Instrucción escrita A: En el fragmento sobre Luis Cardoza y Aragón, copia el tramo que va de "Pero justamente allí" a "autor de Maelström." y cambia "poeta" por "escritor".
Instrucción escrita B: Según el fragmento sobre Luis Cardoza y Aragón, ¿en qué obra confirma él mismo que su Antigua era una ciudad creada por su inventiva?
Instrucción escrita C: Resume de forma más breve el párrafo del fragmento sobre Luis Cardoza y Aragón que empieza con "¿Le hubiese gustado la Antigua de hoy día".

Fragmento para leer:
Antigua
Nos interesa, bien es cierto, el dato: Luis Cardoza y Aragón nace hace cien
años, justo al empezar el nuevo siglo, del cual habrá de ser un magnífico testigo,
activo y crucial. Nos interesa aún más su lugar de nacimiento, que lo marcó para
siempre. Es que antes de ser guatemalteco, Cardoza es antigüeño -así como los jazzistas
que, antes de tocar música, tocan jazz…
¿Le hubiese gustado la Antigua de hoy día, y los bares, los extranjeros,
los incontables pasos…? Quizá fue mejor que no la viese incluso cuando pudo, al
final de sus días: la ciudad era ya muy otra para entonces. Y sobre todo tomando
en cuenta que la Antigua de Cardoza no era ni siquiera la que había visto en su
infancia (y luego al volver, cuando lo de la Revolución), sino más bien era la ciudad
que su inventiva había creado, de un modo acarreadizo y sublimado -él mismo así
lo confirma en El Río. Sobre esta ciudad, Cardoza escribió mucho, y diríamos
aún: demasiado. En una medida, era su defecto; su exageración.
Pero justamente allí dio lugar su despertar como poeta, como tránsfuga, como
individuo que ha escapado de los claustros sordos. “Desde niño yo quise morder el
mar”, dijo. Su niñez en la Antigua explica su cosmopolitismo posterior, es la verdad,
y sobre todo su ambición lírica. Eso de que era un “cosmopolita con ojos de niño
antigüeño” (o cosa parecida) es en efecto un veredicto genial sobre su propia persona,
y allí hay una clave para explicar al autor de Maelström.

Material extraído:
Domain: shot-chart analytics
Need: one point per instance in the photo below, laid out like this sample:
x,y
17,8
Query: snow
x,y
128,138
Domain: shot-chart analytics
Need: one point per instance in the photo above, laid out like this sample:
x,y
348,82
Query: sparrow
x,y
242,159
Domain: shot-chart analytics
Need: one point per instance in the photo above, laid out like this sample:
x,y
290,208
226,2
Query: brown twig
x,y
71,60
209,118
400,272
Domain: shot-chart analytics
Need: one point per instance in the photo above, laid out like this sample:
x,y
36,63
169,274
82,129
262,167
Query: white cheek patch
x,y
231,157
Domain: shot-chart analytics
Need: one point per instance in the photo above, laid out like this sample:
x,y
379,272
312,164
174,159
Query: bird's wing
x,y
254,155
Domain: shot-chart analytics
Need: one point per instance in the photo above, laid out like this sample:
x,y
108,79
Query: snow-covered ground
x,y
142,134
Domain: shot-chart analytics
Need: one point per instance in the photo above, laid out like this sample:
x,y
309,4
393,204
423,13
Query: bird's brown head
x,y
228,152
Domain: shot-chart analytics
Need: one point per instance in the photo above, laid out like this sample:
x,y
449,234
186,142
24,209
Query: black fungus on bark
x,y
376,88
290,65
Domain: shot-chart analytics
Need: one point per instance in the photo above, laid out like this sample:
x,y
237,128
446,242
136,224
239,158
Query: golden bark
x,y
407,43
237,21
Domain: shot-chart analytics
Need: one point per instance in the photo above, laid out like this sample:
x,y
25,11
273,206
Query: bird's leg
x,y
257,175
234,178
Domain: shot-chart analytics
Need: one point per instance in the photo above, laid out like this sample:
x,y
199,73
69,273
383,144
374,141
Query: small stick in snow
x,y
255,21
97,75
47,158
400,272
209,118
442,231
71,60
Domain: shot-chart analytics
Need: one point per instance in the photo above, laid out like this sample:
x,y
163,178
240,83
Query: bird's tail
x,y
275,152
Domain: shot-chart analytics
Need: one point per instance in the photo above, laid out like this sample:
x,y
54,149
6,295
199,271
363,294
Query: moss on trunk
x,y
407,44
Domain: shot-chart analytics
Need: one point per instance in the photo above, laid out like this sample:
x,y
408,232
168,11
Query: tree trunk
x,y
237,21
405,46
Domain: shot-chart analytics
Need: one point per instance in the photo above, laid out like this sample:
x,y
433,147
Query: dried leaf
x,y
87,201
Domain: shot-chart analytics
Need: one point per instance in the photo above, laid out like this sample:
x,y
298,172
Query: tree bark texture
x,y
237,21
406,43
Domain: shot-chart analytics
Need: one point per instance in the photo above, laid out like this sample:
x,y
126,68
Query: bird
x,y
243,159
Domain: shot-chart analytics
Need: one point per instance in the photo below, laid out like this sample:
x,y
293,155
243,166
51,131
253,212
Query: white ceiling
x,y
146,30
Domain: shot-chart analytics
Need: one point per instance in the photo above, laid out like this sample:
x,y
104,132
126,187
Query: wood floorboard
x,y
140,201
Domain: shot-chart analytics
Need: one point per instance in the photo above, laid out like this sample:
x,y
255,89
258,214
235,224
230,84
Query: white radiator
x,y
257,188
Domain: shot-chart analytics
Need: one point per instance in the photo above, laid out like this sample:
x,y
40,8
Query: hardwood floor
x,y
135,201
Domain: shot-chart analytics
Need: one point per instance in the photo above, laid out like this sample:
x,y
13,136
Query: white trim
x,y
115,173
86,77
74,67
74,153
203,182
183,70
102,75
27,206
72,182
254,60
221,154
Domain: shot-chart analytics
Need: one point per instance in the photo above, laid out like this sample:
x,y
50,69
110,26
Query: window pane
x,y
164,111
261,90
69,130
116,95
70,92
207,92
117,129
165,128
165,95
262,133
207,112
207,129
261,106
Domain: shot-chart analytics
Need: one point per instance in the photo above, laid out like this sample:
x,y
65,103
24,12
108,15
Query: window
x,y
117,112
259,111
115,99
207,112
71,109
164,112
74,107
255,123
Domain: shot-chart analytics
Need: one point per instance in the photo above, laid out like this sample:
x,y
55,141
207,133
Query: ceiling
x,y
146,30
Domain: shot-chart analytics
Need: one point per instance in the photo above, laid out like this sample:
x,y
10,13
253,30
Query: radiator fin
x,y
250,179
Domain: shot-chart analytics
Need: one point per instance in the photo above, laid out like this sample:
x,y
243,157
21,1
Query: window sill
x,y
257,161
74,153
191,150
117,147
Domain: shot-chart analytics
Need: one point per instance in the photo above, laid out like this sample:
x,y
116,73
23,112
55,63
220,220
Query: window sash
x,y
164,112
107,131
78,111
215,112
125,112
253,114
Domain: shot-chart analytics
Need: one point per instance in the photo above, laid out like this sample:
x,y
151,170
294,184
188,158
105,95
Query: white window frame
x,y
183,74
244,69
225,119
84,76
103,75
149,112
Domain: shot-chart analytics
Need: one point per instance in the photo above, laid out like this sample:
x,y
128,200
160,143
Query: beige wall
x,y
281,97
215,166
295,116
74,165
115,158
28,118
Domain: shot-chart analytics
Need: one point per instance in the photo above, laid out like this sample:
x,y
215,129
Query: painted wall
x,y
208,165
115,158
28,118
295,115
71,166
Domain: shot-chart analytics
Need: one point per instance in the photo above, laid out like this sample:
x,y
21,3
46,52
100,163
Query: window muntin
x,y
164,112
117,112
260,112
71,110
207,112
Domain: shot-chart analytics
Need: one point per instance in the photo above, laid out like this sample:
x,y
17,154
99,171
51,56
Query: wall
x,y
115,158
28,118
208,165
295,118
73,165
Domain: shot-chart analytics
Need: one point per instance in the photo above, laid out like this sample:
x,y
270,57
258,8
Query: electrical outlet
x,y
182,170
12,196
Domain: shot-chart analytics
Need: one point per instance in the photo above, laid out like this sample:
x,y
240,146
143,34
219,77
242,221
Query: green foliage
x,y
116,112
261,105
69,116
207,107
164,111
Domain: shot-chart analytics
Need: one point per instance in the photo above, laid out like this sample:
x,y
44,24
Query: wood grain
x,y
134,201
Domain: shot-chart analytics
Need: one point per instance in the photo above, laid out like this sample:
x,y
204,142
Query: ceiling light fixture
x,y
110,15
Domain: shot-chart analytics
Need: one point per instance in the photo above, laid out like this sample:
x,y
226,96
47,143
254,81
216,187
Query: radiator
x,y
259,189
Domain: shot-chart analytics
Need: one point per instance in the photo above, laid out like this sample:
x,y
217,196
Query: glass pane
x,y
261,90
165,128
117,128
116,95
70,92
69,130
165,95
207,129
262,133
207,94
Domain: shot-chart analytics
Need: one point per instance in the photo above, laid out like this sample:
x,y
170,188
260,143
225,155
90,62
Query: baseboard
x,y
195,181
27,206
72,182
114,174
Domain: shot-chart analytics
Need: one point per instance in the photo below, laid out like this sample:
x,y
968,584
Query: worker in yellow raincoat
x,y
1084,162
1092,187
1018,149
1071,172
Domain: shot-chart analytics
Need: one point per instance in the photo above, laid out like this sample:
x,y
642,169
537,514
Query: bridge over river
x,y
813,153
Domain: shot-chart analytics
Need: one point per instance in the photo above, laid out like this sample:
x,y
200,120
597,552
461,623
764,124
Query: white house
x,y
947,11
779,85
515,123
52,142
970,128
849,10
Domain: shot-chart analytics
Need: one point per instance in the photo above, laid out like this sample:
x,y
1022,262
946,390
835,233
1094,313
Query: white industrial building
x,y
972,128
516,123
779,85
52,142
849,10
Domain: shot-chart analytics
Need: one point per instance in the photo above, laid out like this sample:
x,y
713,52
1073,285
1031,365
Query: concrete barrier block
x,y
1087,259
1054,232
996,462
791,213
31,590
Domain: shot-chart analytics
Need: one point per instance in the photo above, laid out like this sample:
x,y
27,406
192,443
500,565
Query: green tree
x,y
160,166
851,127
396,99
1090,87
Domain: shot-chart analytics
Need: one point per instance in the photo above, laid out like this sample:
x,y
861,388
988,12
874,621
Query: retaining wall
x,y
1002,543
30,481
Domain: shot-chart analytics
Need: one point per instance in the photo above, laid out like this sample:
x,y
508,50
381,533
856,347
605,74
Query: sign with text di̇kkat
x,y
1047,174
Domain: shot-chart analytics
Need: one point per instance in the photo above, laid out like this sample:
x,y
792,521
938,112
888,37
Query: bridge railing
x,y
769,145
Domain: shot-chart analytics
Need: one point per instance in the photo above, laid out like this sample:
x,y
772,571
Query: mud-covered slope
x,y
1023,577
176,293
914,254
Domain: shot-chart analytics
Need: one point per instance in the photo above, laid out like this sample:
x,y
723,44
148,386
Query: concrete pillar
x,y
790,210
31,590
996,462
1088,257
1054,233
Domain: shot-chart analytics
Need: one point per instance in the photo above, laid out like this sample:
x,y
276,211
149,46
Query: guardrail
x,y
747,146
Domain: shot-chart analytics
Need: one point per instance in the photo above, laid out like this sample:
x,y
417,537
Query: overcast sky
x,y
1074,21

Resultado esperado A:
Pero justamente allí dio lugar su despertar como escritor, como tránsfuga, como
individuo que ha escapado de los claustros sordos. “Desde niño yo quise morder el
mar”, dijo. Su niñez en la Antigua explica su cosmopolitismo posterior, es la verdad,
y sobre todo su ambición lírica. Eso de que era un “cosmopolita con ojos de niño
antigüeño” (o cosa parecida) es en efecto un veredicto genial sobre su propia persona,
y allí hay una clave para explicar al autor de Maelström.

Resultado esperado B: En El Río.

Resultado esperado C: Quizá fue mejor que Cardoza no viera la Antigua al final de sus días, cuando la ciudad ya era muy distinta. Su Antigua no era la de su infancia ni la que vio al volver durante la Revolución. Era una ciudad creada por su inventiva, como él mismo confirma en El Río. Escribió mucho sobre ella, tal vez demasiado, y esa exageración era en cierta medida su defecto.